━━━━━ Source material ━━━━━
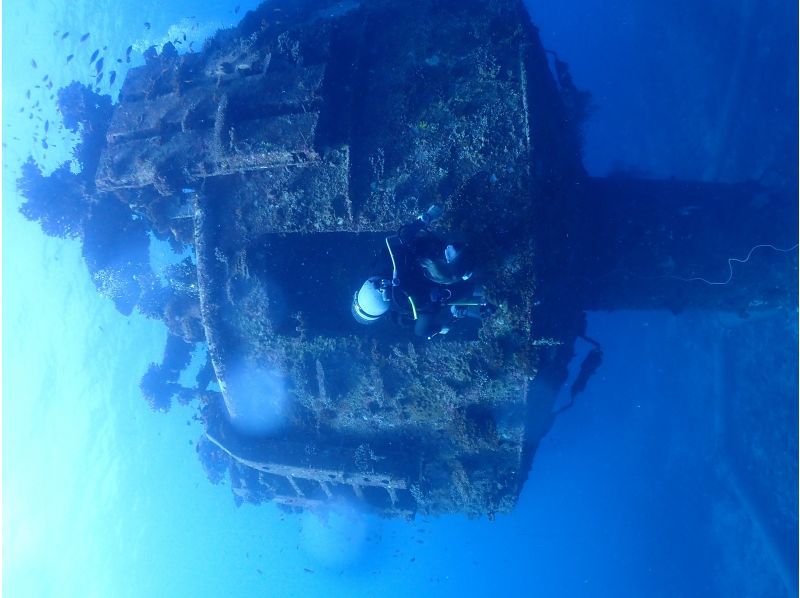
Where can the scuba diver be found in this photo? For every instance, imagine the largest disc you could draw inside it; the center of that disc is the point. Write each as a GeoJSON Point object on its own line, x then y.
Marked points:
{"type": "Point", "coordinates": [431, 285]}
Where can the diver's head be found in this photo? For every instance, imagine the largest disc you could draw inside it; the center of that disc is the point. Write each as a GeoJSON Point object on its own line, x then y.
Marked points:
{"type": "Point", "coordinates": [371, 301]}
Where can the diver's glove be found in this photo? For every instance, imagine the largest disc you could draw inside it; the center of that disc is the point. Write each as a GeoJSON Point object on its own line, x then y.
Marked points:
{"type": "Point", "coordinates": [434, 212]}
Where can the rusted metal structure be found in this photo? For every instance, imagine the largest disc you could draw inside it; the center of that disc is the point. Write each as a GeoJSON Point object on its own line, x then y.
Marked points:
{"type": "Point", "coordinates": [286, 151]}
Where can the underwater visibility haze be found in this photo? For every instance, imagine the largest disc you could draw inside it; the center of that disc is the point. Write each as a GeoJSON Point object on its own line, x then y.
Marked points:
{"type": "Point", "coordinates": [369, 297]}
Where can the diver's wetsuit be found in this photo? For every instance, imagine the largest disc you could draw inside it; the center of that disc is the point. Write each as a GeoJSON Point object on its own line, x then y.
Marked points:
{"type": "Point", "coordinates": [416, 297]}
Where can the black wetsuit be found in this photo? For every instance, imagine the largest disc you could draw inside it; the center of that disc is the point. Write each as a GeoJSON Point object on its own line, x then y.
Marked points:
{"type": "Point", "coordinates": [416, 298]}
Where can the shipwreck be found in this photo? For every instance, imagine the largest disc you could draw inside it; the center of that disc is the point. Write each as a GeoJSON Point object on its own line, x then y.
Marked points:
{"type": "Point", "coordinates": [279, 158]}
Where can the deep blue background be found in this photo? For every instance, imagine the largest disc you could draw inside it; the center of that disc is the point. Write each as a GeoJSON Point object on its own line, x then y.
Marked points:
{"type": "Point", "coordinates": [633, 493]}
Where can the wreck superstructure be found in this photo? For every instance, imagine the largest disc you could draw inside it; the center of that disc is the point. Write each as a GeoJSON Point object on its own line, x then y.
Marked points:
{"type": "Point", "coordinates": [286, 151]}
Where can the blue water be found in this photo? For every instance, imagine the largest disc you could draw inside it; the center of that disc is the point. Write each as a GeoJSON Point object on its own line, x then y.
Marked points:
{"type": "Point", "coordinates": [630, 494]}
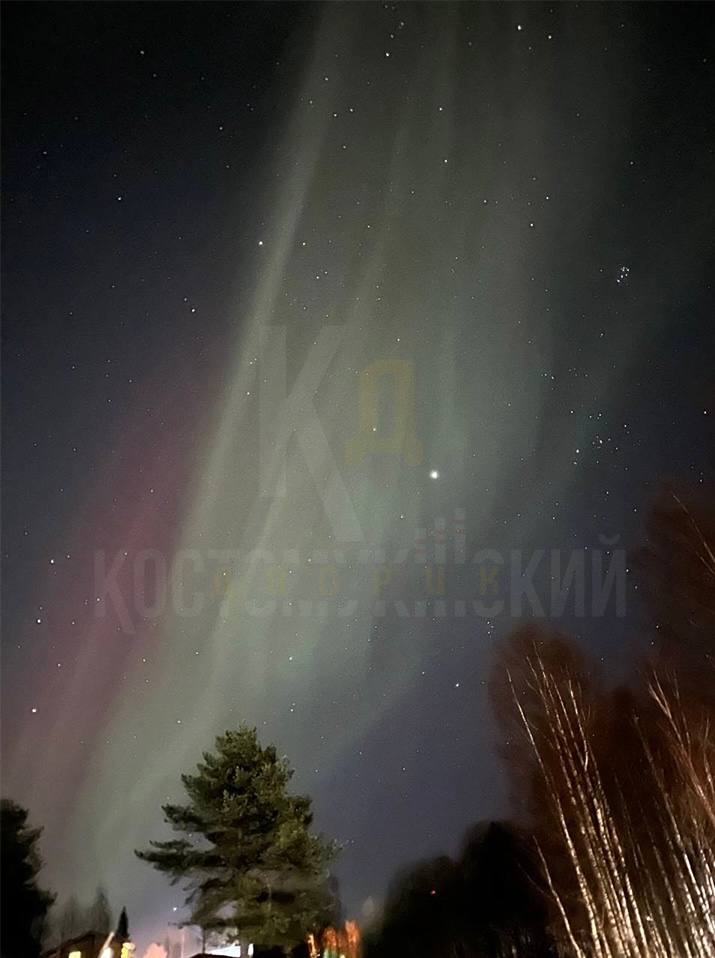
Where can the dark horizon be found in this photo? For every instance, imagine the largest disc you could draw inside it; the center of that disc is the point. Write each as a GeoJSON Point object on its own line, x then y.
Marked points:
{"type": "Point", "coordinates": [503, 210]}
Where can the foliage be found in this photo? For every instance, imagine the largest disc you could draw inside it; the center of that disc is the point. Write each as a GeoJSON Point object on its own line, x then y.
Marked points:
{"type": "Point", "coordinates": [619, 784]}
{"type": "Point", "coordinates": [485, 904]}
{"type": "Point", "coordinates": [24, 904]}
{"type": "Point", "coordinates": [248, 858]}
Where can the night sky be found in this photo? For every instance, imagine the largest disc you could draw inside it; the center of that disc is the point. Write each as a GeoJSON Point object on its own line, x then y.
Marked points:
{"type": "Point", "coordinates": [508, 205]}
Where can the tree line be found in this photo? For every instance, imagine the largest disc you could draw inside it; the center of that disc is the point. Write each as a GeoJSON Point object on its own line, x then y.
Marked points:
{"type": "Point", "coordinates": [611, 851]}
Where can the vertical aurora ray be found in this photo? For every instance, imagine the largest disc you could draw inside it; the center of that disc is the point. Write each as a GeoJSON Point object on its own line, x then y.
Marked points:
{"type": "Point", "coordinates": [439, 202]}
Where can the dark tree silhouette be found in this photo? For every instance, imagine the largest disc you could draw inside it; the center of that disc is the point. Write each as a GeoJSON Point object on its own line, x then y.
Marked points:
{"type": "Point", "coordinates": [250, 861]}
{"type": "Point", "coordinates": [24, 904]}
{"type": "Point", "coordinates": [484, 905]}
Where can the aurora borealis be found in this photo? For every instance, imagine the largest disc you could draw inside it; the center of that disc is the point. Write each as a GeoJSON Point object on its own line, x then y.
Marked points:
{"type": "Point", "coordinates": [227, 227]}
━━━━━
Exercise details: Since the pictures are not wanted, copy only the text of the records above, exactly.

Response box:
Where can the scuba diver be found in this photo? For every instance, imagine the largest disc you could draw inside it; the center of that disc is the point. Write each as a GeoJSON Point object on its own line, x then y.
Marked points:
{"type": "Point", "coordinates": [431, 285]}
Where can the diver's head be found in this photo? For every instance, imagine the largest disc you could draw inside it; the center of that disc is the point. Write each as a GeoJSON Point object on its own line, x then y.
Marked points:
{"type": "Point", "coordinates": [371, 301]}
Where can the diver's glove be found in this photo? For every instance, imagine the largest disc you could draw inside it; the center of that disc is the point. Write each as a GeoJSON Point object on its own line, x then y.
Marked points:
{"type": "Point", "coordinates": [434, 212]}
Where can the rusted metal structure be found in this photo? For every instance, imagine the largest disc you could draw inside it; the center of that disc is the point. Write each as a GeoJSON Point object on its own line, x then y.
Marked points:
{"type": "Point", "coordinates": [286, 151]}
Where can the underwater visibility haze be found in this photo? For every instance, imagine the largest disc you could draw inside it; the center of that disc is the point. Write each as a GeoJSON Point object on its own line, x then y.
Marked points:
{"type": "Point", "coordinates": [369, 297]}
Where can the diver's wetsuit be found in this photo? For every instance, imagine the largest disc you could draw inside it; the center of that disc is the point. Write each as a GeoJSON Point object on its own line, x then y.
Marked points:
{"type": "Point", "coordinates": [416, 297]}
Where can the black wetsuit be found in this photo? For every instance, imagine the largest disc you could draw inside it; the center of that disc is the point. Write each as a GeoJSON Point object on its own line, x then y.
Marked points:
{"type": "Point", "coordinates": [416, 298]}
Where can the shipwreck be found in this photo? For every instance, imagine the largest disc you could draw inside it; the center of that disc is the point. Write each as a GeoJSON Point object on its own line, x then y.
Marked points:
{"type": "Point", "coordinates": [279, 158]}
Where can the deep blue background be found in this photo? For every instance, imagine the largest disc you could draw inside it; the center of that disc is the point. Write each as a GeoJSON Point object on its own line, x then y.
Marked points:
{"type": "Point", "coordinates": [633, 493]}
Where can the wreck superstructure be found in this photo? For every instance, imagine the largest disc you could draw inside it; the center of that disc is the point. Write each as a GeoJSON Point object on its own line, x then y.
Marked points:
{"type": "Point", "coordinates": [286, 151]}
Where can the blue water be found in this photo? For every instance, imagine the largest disc you could draw inside it; the center of that disc is the point. Write each as a GeoJSON Point object on its own line, x then y.
Marked points:
{"type": "Point", "coordinates": [630, 494]}
Where can the dark horizon be found in this photo? For every instance, imagine the largest disc you could draw inside it; the center of that disc is the point. Write each as a GeoJSON Point object on its own line, x then y.
Marked points:
{"type": "Point", "coordinates": [503, 210]}
Where can the foliage be found in this photo? For every instance, imagine the largest disc you could draw inside it; the center of that disc is the point. Write each as a GeoJSON Point object on its own line, x then y.
Marked points:
{"type": "Point", "coordinates": [619, 784]}
{"type": "Point", "coordinates": [485, 904]}
{"type": "Point", "coordinates": [24, 904]}
{"type": "Point", "coordinates": [248, 858]}
Where can the night sky be found in this photo? For every instance, imagine the largest disc you could draw inside it; the center of that disc is the point. Write each as a GeoJSON Point object on its own line, x then y.
Marked points:
{"type": "Point", "coordinates": [508, 205]}
Where can the tree line be found in this photo? For every instance, imagine the largest disc you could draw inside it; the center of that disc is the point. Write each as a GeoJSON Point object on its own line, x then y.
Marked points:
{"type": "Point", "coordinates": [611, 851]}
Where can the vertical aurora ray be found in this photo? For every instance, imagine the largest disc you could draw inside it; the center of that disc is the point. Write each as a GeoJSON Point object on its own line, x then y.
Marked points:
{"type": "Point", "coordinates": [439, 202]}
Where can the dark tree silhouette be found in this photo? For every instance, imagine the largest disc you could draw inside it; the center of that disc is the point. Write each as a GeoJSON Point object on its own line, x then y.
Marked points:
{"type": "Point", "coordinates": [250, 861]}
{"type": "Point", "coordinates": [24, 904]}
{"type": "Point", "coordinates": [484, 905]}
Where can the aurora borealis be found in this photo? For every instance, imagine the largest disc you could draw inside it; the center of that disc is the point. Write each as a GeoJSON Point object on its own line, x then y.
Marked points:
{"type": "Point", "coordinates": [227, 227]}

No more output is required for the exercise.